◆ Aim: Print the stretch of the listing below from the line containing "trace the outline of every instance of the window" through the end of the listing, with every line unchanged.

◆ Records taken from a collection:
※

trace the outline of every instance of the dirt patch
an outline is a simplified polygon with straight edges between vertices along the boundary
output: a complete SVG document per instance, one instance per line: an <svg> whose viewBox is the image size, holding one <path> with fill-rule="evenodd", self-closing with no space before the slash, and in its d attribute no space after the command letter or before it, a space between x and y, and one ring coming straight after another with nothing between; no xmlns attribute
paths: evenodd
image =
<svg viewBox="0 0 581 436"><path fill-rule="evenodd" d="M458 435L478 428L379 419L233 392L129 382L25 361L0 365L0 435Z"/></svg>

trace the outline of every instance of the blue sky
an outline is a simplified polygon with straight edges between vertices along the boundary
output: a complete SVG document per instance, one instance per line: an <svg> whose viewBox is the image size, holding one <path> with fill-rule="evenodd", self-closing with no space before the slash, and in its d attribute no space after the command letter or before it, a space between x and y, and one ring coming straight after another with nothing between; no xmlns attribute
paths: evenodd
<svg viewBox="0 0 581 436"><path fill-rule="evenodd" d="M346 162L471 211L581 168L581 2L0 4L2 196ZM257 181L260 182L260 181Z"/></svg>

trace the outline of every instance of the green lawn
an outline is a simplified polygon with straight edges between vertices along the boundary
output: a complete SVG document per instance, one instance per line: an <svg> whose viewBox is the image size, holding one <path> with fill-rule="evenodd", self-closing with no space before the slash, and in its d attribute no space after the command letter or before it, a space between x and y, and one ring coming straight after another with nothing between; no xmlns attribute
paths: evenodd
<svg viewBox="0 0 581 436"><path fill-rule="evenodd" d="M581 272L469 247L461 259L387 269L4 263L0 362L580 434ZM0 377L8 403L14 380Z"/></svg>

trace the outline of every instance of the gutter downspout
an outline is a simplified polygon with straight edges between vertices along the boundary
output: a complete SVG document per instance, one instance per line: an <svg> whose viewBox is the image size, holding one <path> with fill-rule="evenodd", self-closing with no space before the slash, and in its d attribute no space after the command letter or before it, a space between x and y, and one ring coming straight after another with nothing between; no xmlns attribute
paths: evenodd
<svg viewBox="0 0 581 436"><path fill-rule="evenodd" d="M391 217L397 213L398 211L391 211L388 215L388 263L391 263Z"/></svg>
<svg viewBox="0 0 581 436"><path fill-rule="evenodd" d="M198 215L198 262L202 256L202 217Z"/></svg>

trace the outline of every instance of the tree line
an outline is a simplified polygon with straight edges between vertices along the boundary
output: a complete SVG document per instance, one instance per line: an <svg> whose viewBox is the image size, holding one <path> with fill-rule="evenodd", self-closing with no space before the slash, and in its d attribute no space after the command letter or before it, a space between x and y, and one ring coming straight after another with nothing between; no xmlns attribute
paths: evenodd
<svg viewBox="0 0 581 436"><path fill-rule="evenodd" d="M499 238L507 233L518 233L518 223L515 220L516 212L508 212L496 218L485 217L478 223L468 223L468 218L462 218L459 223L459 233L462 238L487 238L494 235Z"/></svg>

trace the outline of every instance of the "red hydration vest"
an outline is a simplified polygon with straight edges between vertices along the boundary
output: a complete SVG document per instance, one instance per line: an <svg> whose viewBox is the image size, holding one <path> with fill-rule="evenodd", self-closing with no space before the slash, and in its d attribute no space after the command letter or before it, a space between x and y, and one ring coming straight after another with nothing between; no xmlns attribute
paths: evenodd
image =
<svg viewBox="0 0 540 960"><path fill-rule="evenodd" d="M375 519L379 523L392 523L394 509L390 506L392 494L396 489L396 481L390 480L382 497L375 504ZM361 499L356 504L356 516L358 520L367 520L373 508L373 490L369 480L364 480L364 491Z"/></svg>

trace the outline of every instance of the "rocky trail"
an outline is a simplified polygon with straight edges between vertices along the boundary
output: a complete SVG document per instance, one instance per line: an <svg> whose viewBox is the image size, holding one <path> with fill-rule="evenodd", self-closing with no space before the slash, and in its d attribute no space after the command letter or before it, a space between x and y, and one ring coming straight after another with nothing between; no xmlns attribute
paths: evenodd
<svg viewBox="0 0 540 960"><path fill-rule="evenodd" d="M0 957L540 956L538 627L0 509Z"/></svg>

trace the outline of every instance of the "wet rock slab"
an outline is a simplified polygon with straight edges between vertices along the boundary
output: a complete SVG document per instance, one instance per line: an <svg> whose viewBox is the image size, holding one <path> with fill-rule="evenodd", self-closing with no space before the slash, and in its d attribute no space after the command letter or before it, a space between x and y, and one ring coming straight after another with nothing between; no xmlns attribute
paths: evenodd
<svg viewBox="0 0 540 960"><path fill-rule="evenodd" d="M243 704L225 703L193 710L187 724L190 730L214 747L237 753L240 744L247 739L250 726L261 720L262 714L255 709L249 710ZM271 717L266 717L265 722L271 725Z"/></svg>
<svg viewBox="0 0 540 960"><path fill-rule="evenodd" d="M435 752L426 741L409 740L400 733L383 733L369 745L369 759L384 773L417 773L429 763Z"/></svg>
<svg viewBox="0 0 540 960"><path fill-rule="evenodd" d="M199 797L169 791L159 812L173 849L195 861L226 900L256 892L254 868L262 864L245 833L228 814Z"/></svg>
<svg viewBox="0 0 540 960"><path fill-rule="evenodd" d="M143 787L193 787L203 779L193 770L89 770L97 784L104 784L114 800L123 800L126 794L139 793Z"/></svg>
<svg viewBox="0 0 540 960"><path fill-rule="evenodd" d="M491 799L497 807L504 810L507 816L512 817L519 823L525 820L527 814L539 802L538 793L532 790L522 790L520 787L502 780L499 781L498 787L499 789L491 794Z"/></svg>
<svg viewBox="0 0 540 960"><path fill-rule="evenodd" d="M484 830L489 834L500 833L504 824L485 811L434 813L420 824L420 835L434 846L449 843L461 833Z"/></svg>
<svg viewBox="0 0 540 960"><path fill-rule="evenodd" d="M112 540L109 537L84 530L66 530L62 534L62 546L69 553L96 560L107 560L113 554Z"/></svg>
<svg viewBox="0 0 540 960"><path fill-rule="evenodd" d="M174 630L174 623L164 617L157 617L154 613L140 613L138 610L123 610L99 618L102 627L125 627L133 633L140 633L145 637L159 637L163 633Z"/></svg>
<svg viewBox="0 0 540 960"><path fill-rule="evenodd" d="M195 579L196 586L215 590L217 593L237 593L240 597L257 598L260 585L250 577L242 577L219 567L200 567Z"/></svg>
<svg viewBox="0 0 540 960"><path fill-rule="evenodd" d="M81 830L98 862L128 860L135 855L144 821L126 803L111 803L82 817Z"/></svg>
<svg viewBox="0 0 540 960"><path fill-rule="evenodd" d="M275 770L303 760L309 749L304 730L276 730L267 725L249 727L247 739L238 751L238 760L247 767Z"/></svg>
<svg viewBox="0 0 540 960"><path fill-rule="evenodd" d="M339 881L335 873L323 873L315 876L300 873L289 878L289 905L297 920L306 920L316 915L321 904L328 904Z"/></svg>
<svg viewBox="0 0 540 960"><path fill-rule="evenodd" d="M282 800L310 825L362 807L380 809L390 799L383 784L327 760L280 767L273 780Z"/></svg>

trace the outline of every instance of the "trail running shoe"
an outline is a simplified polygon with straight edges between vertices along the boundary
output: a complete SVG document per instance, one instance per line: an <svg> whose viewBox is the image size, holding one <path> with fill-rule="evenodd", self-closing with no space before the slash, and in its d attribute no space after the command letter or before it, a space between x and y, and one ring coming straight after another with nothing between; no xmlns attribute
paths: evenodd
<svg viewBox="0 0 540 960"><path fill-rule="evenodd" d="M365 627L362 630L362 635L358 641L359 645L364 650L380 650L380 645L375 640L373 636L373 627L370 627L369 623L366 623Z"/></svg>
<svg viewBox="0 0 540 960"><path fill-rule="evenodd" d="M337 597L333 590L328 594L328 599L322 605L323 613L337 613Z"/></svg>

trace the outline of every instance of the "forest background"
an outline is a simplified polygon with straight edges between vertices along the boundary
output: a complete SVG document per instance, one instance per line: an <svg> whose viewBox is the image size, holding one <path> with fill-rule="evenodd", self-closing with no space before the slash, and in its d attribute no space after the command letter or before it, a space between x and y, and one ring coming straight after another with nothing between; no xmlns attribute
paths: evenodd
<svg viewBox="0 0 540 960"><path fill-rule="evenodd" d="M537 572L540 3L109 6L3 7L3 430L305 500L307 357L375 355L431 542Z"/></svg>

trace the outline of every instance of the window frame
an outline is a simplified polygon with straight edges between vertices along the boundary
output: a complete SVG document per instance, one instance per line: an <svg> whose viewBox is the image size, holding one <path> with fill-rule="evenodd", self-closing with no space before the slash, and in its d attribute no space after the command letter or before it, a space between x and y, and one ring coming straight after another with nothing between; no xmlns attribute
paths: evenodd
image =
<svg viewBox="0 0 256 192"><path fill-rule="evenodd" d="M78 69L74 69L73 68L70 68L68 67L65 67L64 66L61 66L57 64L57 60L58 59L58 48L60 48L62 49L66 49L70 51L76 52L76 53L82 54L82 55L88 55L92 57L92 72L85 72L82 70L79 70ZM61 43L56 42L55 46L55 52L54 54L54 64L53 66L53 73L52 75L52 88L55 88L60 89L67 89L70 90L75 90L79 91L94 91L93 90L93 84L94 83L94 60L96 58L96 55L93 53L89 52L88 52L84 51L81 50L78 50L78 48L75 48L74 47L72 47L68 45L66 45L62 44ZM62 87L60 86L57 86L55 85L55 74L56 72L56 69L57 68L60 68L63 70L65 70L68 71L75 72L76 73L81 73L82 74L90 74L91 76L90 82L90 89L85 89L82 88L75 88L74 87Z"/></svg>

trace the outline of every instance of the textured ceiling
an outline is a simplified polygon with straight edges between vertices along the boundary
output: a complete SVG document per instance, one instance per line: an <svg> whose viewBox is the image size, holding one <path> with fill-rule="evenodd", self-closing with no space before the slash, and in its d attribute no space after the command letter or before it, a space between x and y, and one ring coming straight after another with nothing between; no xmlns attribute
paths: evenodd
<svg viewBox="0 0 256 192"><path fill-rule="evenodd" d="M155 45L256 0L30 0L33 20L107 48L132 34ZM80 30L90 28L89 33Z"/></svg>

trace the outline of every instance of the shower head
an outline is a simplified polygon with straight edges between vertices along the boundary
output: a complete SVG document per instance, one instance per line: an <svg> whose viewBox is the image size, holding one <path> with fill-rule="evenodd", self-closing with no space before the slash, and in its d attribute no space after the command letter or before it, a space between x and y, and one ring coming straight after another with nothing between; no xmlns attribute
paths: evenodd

※

◆ Solution to the exercise:
trace the outline of every instance of the window frame
an outline is a simplified polygon with straight edges between vertices along the boundary
output: a complete SVG document per instance, one instance per line: an <svg> whose viewBox is the image size, holding one <path> with fill-rule="evenodd", self-closing with no space before the slash, and in its d attribute no space after the command letter or before it, a space between x and y, and one ring coming straight after another with nothing between; no xmlns attribute
paths: evenodd
image =
<svg viewBox="0 0 256 192"><path fill-rule="evenodd" d="M78 69L74 69L73 68L70 68L68 67L65 67L64 66L61 66L57 64L57 60L58 59L58 48L60 48L62 49L66 49L70 51L76 52L76 53L82 54L82 55L88 55L92 57L92 72L85 72L82 70L79 70ZM61 43L56 42L55 46L55 52L54 54L54 64L53 66L53 73L52 75L52 88L55 88L60 89L67 89L70 90L75 90L79 91L94 91L93 90L93 84L94 83L94 60L96 58L96 55L93 53L89 52L88 52L84 51L81 50L78 50L78 48L75 48L74 47L72 47L68 45L66 45L62 44ZM62 87L60 86L57 86L55 85L55 74L56 72L56 69L57 68L60 68L63 70L65 70L68 71L75 72L76 73L81 73L82 74L90 74L91 76L90 82L90 89L85 89L82 88L75 88L74 87Z"/></svg>

trace the outline of every instance of the textured ceiling
an outline is a simplified polygon with straight edges between vertices along the boundary
output: a complete SVG document per instance, one instance per line: an <svg> whose viewBox is the image size, holding one <path> with fill-rule="evenodd", self-closing with no space before the slash, and in its d attribute no space after the command letter or before it, a space between x and y, and one ring coming straight after another with nothing between; no xmlns attribute
paths: evenodd
<svg viewBox="0 0 256 192"><path fill-rule="evenodd" d="M155 45L256 0L30 0L33 20L107 48L132 34ZM80 30L90 28L89 33Z"/></svg>

trace the outline of every instance of the shower head
an outline is a simplified polygon with straight edges between vertices along the boundary
output: a complete SVG document per instance, one instance per line: an <svg> whose viewBox is the image size, holding one <path> with fill-rule="evenodd", self-closing with no space before the slash, and in its d attribute no space after the command letter or before it, a space between x and y, and one ring coming straight after another with nothing between; no xmlns attribute
paths: evenodd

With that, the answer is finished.